* _Stored data entries_
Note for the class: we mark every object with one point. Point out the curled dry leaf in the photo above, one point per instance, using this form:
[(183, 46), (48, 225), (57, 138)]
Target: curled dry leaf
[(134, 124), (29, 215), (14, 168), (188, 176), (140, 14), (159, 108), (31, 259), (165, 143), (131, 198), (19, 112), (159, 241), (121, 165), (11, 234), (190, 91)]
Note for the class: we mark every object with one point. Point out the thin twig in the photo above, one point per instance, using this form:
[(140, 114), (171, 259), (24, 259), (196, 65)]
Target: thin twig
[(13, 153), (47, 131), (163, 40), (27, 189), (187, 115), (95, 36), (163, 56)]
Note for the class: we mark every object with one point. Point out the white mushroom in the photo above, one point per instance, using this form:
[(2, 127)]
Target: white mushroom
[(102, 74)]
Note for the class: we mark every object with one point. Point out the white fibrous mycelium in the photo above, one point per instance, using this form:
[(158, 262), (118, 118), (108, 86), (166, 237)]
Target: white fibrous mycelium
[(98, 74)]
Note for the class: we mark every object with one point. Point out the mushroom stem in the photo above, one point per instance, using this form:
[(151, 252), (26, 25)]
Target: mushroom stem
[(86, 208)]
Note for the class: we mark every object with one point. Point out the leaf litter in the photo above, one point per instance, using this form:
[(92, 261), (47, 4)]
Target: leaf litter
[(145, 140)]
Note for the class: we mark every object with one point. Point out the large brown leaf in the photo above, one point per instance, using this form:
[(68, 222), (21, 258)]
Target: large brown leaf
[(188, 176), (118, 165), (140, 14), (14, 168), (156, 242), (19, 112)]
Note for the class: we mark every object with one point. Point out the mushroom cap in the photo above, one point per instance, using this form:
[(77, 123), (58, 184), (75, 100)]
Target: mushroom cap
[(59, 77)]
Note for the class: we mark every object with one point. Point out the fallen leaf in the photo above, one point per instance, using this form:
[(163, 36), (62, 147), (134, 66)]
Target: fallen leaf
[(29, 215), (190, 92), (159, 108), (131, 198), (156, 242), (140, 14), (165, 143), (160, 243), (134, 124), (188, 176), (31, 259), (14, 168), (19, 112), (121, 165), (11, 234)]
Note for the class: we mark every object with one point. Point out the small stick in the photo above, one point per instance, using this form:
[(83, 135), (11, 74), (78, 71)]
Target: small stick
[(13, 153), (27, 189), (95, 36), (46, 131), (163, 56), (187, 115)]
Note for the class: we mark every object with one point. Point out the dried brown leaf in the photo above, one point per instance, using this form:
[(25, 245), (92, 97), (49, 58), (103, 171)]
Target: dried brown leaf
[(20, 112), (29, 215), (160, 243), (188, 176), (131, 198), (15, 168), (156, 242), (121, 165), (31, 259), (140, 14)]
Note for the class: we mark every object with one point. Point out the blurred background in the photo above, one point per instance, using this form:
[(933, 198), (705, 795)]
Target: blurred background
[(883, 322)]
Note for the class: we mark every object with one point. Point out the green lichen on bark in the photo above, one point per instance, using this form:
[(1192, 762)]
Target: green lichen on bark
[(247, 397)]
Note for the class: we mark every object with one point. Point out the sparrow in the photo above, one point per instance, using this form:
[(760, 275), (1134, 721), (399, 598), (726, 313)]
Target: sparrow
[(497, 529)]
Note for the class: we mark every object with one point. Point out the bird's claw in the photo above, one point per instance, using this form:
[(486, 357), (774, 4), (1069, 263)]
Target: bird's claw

* _Task directions_
When a line above includes the word "claw", please list that line.

* _Output for this task_
Note for the class: we mark every object with one point. Point out the bird's claw in the photo above, one point per instance, using this form:
Target: bird's claw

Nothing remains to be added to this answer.